Problems to work on ▸
A – In the blog post about the premature ovarian failure diagnosis, in which city is the reproductive endocrinologist the doctor will refer the couple to?
B – Go on writing the blog post about the premature ovarian failure diagnosis, picking up right after its last line.

Supplied text ▸
Content starts

Saturday, June 11, 2011

Post-News

It would be a heck of an understatement to say it's been a rough couple of days. After the initial test results came in, the doctor said she wanted to run a few more tests. The high FSH (follicle stimulating hormone) levels have all but confirmed that I indeed have premature ovarian failure (POF) or premature menopause. So the next step is try to figure out WHY. Either this coming week or next, I will go in for more blood tests which will check my thyroid a second time (levels were OK the first time around but a second check is always necessary), and test for Addison's disease and a chromosomal condition. The doctor will also refer us to a reproductive endocrinologist in Temple.

Since this took place, we have informed our families about it. I also let my boss know, since I may need to take time off if even more tests are ordered. Before I decided to tell him, he was also asking when I would be going back to grad school; and honestly ever since the news came in, I have decided I do not want this extra, silly pressure on me. So I was clear with him: don't mention it again, please. I'm very lucky to have an amazing boss; he completely understood.

I'm also trying to stay busy; I'm almost obsessed with projects (well.. have been for a while). So, I'm in the middle of:
a) Editing photos for a girl I went to college with;
b) Designing menus and calendars for the Eagle's Nest;
c) Helping the girl who cuts my hair come up with interior design ideas for her soon-to-open hair salon.

Content ends

Data extract ▸

Content starts

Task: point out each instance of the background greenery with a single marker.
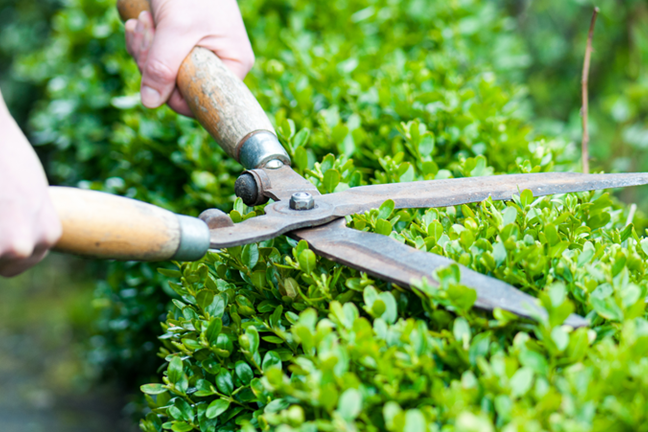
(394, 91)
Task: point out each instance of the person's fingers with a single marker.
(239, 67)
(168, 49)
(129, 29)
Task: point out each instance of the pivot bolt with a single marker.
(302, 201)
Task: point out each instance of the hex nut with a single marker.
(302, 201)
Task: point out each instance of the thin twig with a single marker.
(633, 209)
(588, 54)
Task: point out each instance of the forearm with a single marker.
(29, 225)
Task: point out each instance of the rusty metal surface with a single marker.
(385, 258)
(281, 183)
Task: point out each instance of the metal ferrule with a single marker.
(194, 239)
(260, 148)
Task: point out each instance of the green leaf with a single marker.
(350, 404)
(526, 197)
(204, 299)
(253, 337)
(383, 227)
(153, 389)
(213, 330)
(217, 408)
(331, 180)
(386, 209)
(521, 382)
(224, 382)
(414, 421)
(250, 255)
(307, 261)
(244, 372)
(175, 274)
(270, 360)
(217, 308)
(175, 370)
(180, 426)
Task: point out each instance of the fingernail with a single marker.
(150, 97)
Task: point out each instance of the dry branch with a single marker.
(588, 54)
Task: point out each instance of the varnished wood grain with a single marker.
(130, 9)
(100, 225)
(220, 101)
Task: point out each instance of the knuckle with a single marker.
(248, 60)
(158, 71)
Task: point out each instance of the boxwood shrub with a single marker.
(269, 336)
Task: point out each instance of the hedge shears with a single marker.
(110, 227)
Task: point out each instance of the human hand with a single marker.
(29, 225)
(180, 25)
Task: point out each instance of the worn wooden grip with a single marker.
(220, 101)
(130, 9)
(101, 225)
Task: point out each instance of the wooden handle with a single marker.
(220, 101)
(101, 225)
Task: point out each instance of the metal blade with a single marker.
(280, 219)
(451, 192)
(387, 259)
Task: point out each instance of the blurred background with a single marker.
(78, 338)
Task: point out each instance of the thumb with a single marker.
(168, 49)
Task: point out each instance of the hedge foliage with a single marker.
(269, 336)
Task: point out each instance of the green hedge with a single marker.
(269, 335)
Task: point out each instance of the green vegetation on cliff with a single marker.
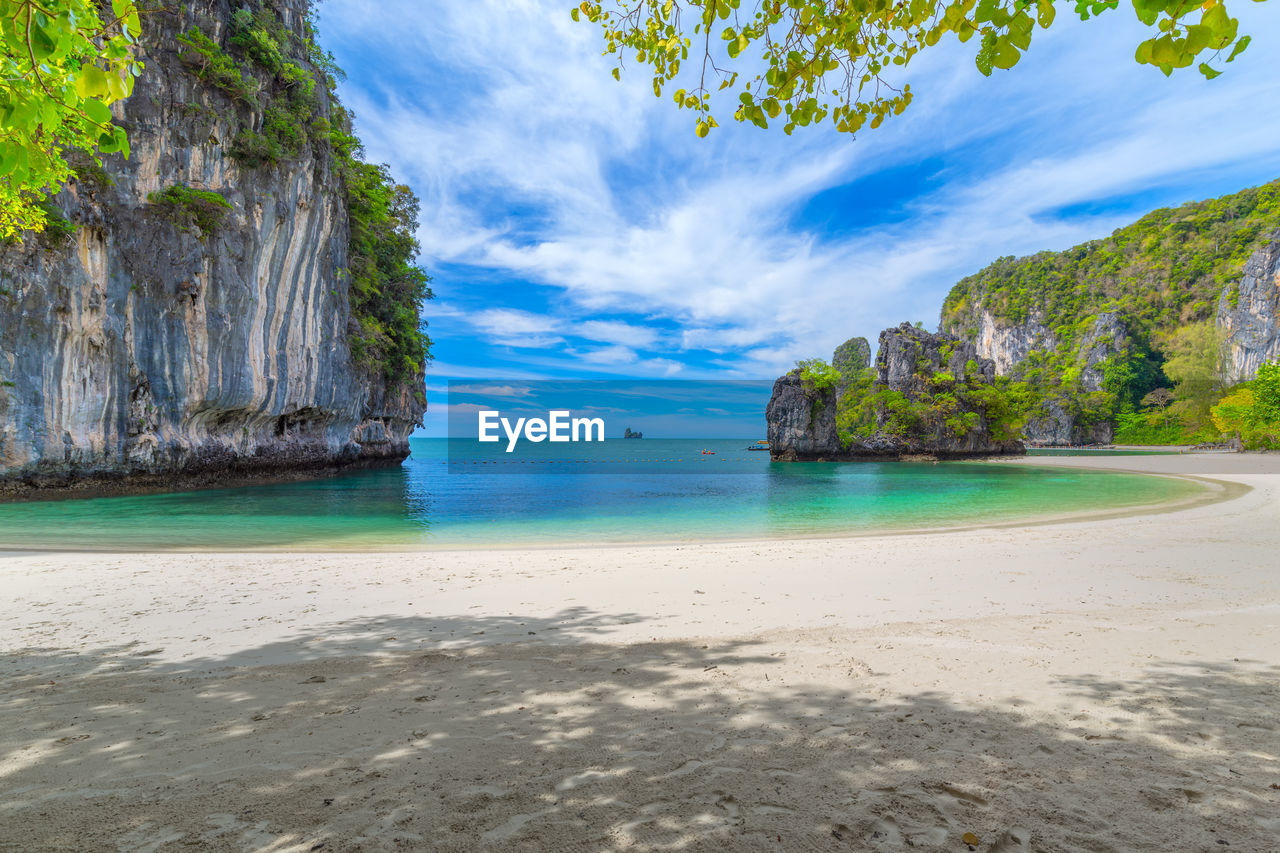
(1164, 270)
(287, 80)
(1159, 281)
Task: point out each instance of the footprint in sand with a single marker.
(1014, 840)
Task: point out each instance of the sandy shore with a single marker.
(1089, 685)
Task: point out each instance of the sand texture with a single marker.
(1089, 685)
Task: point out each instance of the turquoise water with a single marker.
(620, 491)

Content ends

Results of the tasks ▸
A – Temple

B –
I'm also considering taking up swimming again. A part of me is very scared of keeping any kind of hope that I will become pregnant (especially since, well, the doctor herself said if she were me, she wouldn't count on it happening), but I have found articles which talk about ways to naturally reduce FSH levels so I'm going to try it. I basically need to get back in shape and just become more active, and reduce my caffeine and salt intake. I also cannot ignore the biggest risks I now face because of having POF: bone loss and heart disease. Yipee-ki-yay.

I'm not as miserable as I sound. We have received some amazing supportive reactions from our families, and I have an AMAZING husband who's being very patient with me as I learn to accept this. I also know that those who love us are praying for us, and we can feel the power of these prayers. Whenever I think of it, I have a short talk with God. I ask for peace of mind and heart. I ask for strength. I ask Him to not let me forget that He is here.